(INPUT Opens)
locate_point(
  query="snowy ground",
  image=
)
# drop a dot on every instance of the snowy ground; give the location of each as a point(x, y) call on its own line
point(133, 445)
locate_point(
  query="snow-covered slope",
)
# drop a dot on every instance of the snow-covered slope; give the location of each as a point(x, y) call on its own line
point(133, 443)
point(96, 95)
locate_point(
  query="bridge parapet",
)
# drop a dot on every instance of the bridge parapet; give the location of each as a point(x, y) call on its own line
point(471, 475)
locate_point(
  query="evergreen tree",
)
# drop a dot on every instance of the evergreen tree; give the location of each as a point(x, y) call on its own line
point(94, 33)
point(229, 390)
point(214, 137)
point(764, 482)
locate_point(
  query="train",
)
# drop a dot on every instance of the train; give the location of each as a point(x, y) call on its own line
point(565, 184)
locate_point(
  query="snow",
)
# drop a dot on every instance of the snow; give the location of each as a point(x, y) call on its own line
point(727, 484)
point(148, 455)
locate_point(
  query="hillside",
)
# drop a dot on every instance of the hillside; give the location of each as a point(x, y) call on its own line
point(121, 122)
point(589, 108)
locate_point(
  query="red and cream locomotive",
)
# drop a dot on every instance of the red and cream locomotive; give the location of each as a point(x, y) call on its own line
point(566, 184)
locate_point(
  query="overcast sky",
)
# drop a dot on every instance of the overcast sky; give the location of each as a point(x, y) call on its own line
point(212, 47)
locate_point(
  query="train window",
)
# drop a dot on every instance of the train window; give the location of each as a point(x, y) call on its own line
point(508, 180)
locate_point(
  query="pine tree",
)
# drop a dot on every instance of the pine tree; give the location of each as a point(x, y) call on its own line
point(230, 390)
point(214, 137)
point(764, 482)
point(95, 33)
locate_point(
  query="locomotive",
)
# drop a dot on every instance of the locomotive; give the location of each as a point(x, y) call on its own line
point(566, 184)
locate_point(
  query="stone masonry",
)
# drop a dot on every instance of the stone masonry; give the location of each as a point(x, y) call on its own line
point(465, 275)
(INPUT Closes)
**WORK INSTRUCTIONS**
All lines of the data are to be repeated exactly as they stand.

**PROBLEM SOLUTION**
locate_point(
  query="snowy ground",
  image=
)
# drop a dot on every instance of the snowy ground; give the location of each as a point(x, y) call on its own line
point(133, 445)
locate_point(
  query="snow-covered slope",
)
# drop a dot on every instance of the snow-covered slope; give the location of each as a point(x, y) call on its own line
point(133, 443)
point(96, 95)
locate_point(
  query="bridge parapet",
)
# drop a dot on every instance of the bridge parapet; give the location of each as a point(x, y) call on its own line
point(471, 475)
locate_point(
  query="evergreen tree",
)
# drop a dot on every instance of the evergreen tree; give the location of each as a point(x, y) call on its own line
point(94, 33)
point(229, 390)
point(214, 137)
point(764, 482)
locate_point(
  query="train",
)
# drop a dot on every instance of the train; give the location of each as a point(x, y) call on its own line
point(565, 184)
locate_point(
  query="snow",
)
# drop a dot on every instance of the snow; give the location of each as a point(x, y) call on its own line
point(727, 484)
point(148, 455)
locate_point(
  query="hillside",
)
# drop a dot on every instance of the hillside; give the location of each as a point(x, y) call on its own line
point(121, 122)
point(589, 108)
locate_point(
  query="red and cream locomotive",
)
# drop a dot on every instance of the red and cream locomotive; give the location of each as a point(x, y) call on its own line
point(566, 184)
locate_point(
  query="overcast sky",
)
# drop a dot on every instance of the overcast sky; give the location of each as a point(x, y) call on its own line
point(212, 47)
locate_point(
  query="train window",
)
# drop a dot on every instance of the train window; give the location of each as a point(x, y) call on its own line
point(508, 180)
locate_point(
  query="pine tree",
)
# drop a dot on every instance of the pine tree; give the location of each as a point(x, y) call on its own line
point(230, 390)
point(214, 137)
point(764, 482)
point(95, 33)
locate_point(
  query="locomotive",
)
# drop a dot on every instance of the locomotive; give the location of each as a point(x, y) call on its own line
point(566, 184)
locate_point(
  query="stone masonry",
)
# drop a dot on every instance of the stone masonry; give the location of each as a point(x, y) call on its own line
point(465, 275)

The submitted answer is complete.